— Aufgaben —
1 > Gib aus dem Text über die Schachpartie wortgetreu den Abschnitt aus, der mit "Dh4 mit zahlreichen" anfängt und mit "eben nur Zweitbeste." aufhört.
2 > Knüpf an den Text über die Schachpartie an und schreib ihn ab der Stelle weiter, an der er endet.

— Lesetext —
———

Hätte Ib etwas nachgedacht, ihm
wäre vielleicht der vorteilbringende Zug 10.
Ld6! aufgefallen, gefolgt von 11.
Dh4 mit zahlreichen
taktischen Einschlagsmöglichkeiten, aber impulsiv,
wie wir ihn bereits kennen, entscheidet er sich für
10.
Lc4, wieder für das Offensichtliche
aber eben nur Zweitbeste.
11. c3
scheint logisch. Läufer d6 wäre
für Schwarz nun noch immer gültig gewesen.
Mit
11.
Ld7??,
das der Erzähler offensichtlich
für erzwungen hielt ("Ib musste mit seinem
Läufer zurück nach e7."), besiegelt er
nun endgültig sein Schicksal. "Diese ersten
elf Züge der Partie sind eine wahre Katastrophe
gewesen, aber nun folgten acht Züge Demütigung.

———

— Datenauszug —
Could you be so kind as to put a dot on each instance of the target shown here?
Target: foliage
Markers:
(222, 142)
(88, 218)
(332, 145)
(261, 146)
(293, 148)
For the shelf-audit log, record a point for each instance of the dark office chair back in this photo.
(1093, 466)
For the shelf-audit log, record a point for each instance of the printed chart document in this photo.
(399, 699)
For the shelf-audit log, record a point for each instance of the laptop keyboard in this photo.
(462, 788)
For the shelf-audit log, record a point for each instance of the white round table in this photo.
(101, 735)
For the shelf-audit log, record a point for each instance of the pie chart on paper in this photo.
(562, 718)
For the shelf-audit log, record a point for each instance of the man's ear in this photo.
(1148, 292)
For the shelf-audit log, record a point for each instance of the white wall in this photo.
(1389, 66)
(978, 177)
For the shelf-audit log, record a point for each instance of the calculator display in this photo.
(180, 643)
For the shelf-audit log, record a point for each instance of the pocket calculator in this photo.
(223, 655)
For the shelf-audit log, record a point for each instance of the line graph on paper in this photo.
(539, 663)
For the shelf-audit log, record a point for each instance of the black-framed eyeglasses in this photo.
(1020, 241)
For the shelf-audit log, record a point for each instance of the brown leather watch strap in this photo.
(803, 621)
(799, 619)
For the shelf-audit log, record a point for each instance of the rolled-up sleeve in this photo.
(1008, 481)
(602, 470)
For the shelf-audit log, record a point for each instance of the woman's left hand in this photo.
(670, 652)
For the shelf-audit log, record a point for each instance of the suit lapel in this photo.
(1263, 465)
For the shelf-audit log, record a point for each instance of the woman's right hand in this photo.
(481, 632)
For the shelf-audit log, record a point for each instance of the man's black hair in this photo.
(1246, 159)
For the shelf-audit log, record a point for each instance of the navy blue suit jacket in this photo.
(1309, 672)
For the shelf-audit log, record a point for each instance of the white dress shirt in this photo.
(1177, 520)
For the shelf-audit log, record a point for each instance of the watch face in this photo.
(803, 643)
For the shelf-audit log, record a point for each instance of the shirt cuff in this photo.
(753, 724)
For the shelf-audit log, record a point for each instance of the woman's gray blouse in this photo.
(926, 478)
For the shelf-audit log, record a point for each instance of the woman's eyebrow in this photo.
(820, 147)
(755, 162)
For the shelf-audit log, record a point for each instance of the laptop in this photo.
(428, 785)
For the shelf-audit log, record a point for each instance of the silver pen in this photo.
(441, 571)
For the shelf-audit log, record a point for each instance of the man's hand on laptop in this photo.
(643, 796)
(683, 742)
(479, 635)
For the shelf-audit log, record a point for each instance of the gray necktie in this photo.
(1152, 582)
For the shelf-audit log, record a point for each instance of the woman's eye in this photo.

———

— Lösungen —
1 >
Dh4 mit zahlreichen
taktischen Einschlagsmöglichkeiten, aber impulsiv,
wie wir ihn bereits kennen, entscheidet er sich für
10.
Lc4, wieder für das Offensichtliche
aber eben nur Zweitbeste.

2 >
Weiß zog den f-Bauern einen Schritt nach vorne,
das lahme Pferd anzugreifen, das nie ein mutiger Kriegshengst
wurde, wie Thisetorps, sondern nur ein Wallach, kastriert
und dünn sabbernd. Ib konnte nur versuchen, seinen
anderen Springer mit Sb8-d7 ins Spiel zu bringen, mit
der Hoffnung, dass der sich besser schlagen wird als
der erste, der nun seinen Todesstoß erhielt, als
Thisetorp seinen f-Bauern auf e4 schlagen ließ.
Es blieb beim Traum, denn Weiß zog Dd1-b3, und
Ib führte seinen König in die Todeszone: Ke6-f5.
So folgte Weiß Te1-f1 und Ib setzte die
Selbstmordreise fort: Kf5-g4. Das Matt war kochfertig.
Weiß: Db3-d1. Schwarz: Kg4-h4. weiß: Tf1-f4.
Schwarz: Kh4-g5. Weiß: Dd1-g4. Schwarz: Kg5-h6.
Und Weiß triumphierendes Doppelschach und
Matt: Tf4-f6! Thisetorp hatte anderthalb Minuten gebraucht,
Ibs Zeiger hing Sekunden vor dem Fall." (S. 18-22)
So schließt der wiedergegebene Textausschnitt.